◆ **THE REQUEST**:
Edit the records below by changing every "detect-objects" to "find-objects" and keeping everything else the same.

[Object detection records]
'''

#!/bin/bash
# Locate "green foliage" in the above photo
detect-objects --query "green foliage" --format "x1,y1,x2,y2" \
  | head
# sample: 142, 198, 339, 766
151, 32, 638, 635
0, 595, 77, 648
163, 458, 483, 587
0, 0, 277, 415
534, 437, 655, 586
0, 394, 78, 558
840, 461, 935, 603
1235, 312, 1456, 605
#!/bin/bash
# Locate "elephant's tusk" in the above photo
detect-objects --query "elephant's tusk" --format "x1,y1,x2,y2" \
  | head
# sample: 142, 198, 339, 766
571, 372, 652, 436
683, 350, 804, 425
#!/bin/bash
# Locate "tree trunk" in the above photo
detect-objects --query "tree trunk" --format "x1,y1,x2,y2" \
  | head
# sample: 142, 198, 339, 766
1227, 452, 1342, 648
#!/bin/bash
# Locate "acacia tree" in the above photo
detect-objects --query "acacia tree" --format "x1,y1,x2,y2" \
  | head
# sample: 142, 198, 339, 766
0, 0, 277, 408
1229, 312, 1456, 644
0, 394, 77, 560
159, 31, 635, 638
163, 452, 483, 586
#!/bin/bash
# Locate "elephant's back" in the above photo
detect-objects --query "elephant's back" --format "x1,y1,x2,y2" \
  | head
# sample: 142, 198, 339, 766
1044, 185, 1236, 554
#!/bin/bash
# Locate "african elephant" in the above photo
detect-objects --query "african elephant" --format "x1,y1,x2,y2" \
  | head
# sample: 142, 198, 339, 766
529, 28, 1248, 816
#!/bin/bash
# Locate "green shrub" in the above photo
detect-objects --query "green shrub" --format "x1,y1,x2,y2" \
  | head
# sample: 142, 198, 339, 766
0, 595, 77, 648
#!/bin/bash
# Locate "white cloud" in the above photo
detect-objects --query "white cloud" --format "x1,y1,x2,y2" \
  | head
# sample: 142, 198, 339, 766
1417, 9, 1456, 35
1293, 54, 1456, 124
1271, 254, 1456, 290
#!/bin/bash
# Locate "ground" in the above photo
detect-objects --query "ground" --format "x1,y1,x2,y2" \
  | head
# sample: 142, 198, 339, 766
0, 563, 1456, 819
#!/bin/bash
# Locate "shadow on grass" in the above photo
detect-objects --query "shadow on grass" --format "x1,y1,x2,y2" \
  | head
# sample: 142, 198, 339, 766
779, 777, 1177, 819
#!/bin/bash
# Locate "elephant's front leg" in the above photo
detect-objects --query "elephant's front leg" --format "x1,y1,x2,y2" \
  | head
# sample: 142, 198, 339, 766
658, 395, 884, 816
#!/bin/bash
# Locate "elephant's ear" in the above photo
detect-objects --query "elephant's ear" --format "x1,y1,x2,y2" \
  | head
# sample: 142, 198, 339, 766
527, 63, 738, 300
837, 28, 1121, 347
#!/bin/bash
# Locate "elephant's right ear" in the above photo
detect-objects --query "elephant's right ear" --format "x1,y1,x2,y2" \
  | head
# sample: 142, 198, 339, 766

'''

◆ **FINAL ANSWER**:
#!/bin/bash
# Locate "green foliage" in the above photo
find-objects --query "green foliage" --format "x1,y1,x2,y2" \
  | head
# sample: 142, 198, 339, 766
151, 32, 638, 635
0, 595, 77, 648
163, 458, 483, 587
0, 0, 277, 415
534, 437, 655, 586
0, 394, 78, 558
840, 461, 935, 603
1235, 312, 1456, 605
#!/bin/bash
# Locate "elephant's tusk" in the above photo
find-objects --query "elephant's tusk" --format "x1,y1,x2,y2" \
  | head
# sample: 142, 198, 339, 766
571, 372, 652, 436
683, 350, 804, 425
#!/bin/bash
# Locate "tree trunk" in the above photo
find-objects --query "tree trunk" --format "x1,y1,x2,y2" \
  | head
# sample: 142, 198, 339, 766
1227, 452, 1342, 648
#!/bin/bash
# Locate "acacia tree" in the above photo
find-objects --query "acacia tree" --format "x1,y1,x2,y2" \
  | head
# sample: 142, 198, 339, 766
0, 0, 277, 408
1229, 312, 1456, 644
0, 394, 77, 560
159, 31, 635, 638
163, 452, 483, 586
#!/bin/bash
# Locate "elephant's back" in the above photo
find-objects --query "elephant's back" --format "x1,y1,x2,y2" \
  | head
# sample: 142, 198, 339, 766
1044, 185, 1236, 554
#!/bin/bash
# Locate "african elephant" in the above photo
find-objects --query "african elephant" --format "x1,y1,x2,y2" \
  | head
# sample: 142, 198, 339, 766
529, 28, 1248, 816
#!/bin/bash
# Locate "green shrub" in the above photo
find-objects --query "green shrub" --format "x1,y1,x2,y2" \
  | head
# sample: 142, 198, 339, 766
0, 595, 77, 648
#!/bin/bash
# Locate "white cloud" in the above photo
find-objects --query "white cloud" --format "x1,y1,x2,y2" \
  | head
# sample: 142, 198, 339, 766
1417, 9, 1456, 35
1293, 54, 1456, 124
1271, 254, 1456, 290
#!/bin/bash
# Locate "ground" in the above photo
find-objects --query "ground" --format "x1,y1,x2,y2" \
  | head
# sample: 142, 198, 339, 766
0, 563, 1456, 819
#!/bin/bash
# Locate "shadow on grass" in the above photo
find-objects --query "shadow on grass" --format "x1,y1,x2,y2" \
  | head
# sample: 142, 198, 339, 766
779, 777, 1177, 819
#!/bin/bash
# Locate "elephant's front leg" in the above photo
find-objects --query "elephant's front leg" --format "x1,y1,x2,y2" \
  | head
# sample: 142, 198, 339, 766
658, 395, 884, 816
#!/bin/bash
# Locate "elephant's ear" in the above photo
find-objects --query "elephant's ear" --format "x1,y1,x2,y2" \
  | head
# sample: 142, 198, 339, 766
527, 63, 738, 300
837, 28, 1121, 347
#!/bin/bash
# Locate "elephant's right ear" in the above photo
find-objects --query "elephant's right ear" --format "x1,y1,x2,y2" \
  | head
# sample: 142, 198, 339, 766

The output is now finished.